[What this task involves]: Rewrite the rows from the start through the line containing "(58, 2), (59, 0)]", replacing "white icing glaze" with "white sugar glaze" and leaving everything else unchanged.

### Extracted information

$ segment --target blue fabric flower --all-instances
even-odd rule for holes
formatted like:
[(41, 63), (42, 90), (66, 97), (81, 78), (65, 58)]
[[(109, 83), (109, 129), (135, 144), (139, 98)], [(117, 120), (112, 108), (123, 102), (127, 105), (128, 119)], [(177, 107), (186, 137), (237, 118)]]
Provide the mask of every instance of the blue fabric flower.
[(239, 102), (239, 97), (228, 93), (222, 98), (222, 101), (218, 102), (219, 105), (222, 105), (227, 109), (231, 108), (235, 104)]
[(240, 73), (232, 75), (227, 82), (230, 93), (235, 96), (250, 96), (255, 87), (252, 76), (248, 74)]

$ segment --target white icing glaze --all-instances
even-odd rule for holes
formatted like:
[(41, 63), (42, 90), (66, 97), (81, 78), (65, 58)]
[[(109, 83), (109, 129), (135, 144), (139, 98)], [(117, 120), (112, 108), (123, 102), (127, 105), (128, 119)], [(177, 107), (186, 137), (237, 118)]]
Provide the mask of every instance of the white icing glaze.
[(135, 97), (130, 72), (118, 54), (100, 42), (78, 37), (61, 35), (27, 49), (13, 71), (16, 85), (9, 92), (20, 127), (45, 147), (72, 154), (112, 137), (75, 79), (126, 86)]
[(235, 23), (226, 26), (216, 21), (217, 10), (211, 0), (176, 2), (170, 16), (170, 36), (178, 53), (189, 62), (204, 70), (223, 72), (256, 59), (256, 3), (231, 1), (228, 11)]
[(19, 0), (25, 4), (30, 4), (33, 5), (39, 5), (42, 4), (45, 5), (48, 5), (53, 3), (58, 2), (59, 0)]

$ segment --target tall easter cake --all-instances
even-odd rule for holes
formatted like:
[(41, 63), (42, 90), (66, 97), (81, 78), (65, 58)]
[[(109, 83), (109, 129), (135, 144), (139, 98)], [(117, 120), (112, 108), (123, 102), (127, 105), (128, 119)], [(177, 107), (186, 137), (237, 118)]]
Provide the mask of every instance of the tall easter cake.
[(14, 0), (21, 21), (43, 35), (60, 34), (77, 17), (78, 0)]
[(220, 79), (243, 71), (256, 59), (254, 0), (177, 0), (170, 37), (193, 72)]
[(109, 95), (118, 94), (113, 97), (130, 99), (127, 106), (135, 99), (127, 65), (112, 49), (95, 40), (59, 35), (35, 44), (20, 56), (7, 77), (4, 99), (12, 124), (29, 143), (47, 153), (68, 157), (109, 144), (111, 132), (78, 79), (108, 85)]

######

[Solution for this problem]:
$ segment --target blue fabric flower --all-instances
even-odd rule for holes
formatted like:
[(41, 63), (42, 90), (66, 97), (81, 78), (65, 58)]
[[(109, 83), (109, 129), (135, 144), (139, 98)], [(117, 120), (112, 108), (123, 102), (127, 105), (128, 119)], [(177, 107), (186, 137), (237, 118)]]
Provide the mask of every instance of the blue fabric flower.
[(239, 102), (239, 97), (228, 93), (222, 98), (222, 101), (218, 102), (219, 105), (222, 105), (227, 109), (231, 108), (235, 104)]
[(240, 73), (232, 75), (227, 82), (230, 93), (235, 96), (250, 96), (255, 87), (252, 76), (248, 74)]

$ segment --target white sugar glaze --all-instances
even-odd rule for holes
formatted like:
[(41, 63), (42, 90), (66, 97), (81, 78), (65, 58)]
[[(109, 83), (109, 129), (135, 144), (139, 98)], [(117, 120), (112, 108), (123, 102), (127, 105), (128, 119)], [(177, 107), (186, 137), (237, 118)]]
Provide the mask of every instance of the white sugar glaze.
[(135, 97), (130, 72), (118, 54), (100, 42), (78, 37), (61, 35), (27, 49), (13, 71), (16, 85), (9, 92), (20, 127), (45, 147), (72, 154), (112, 137), (75, 79), (126, 86)]
[(235, 23), (226, 26), (216, 21), (217, 10), (211, 0), (176, 2), (170, 16), (170, 36), (178, 53), (189, 62), (204, 70), (223, 72), (256, 59), (256, 3), (231, 1), (228, 11)]
[(19, 0), (25, 4), (30, 4), (33, 5), (39, 5), (42, 4), (45, 5), (48, 5), (53, 3), (58, 2), (59, 0)]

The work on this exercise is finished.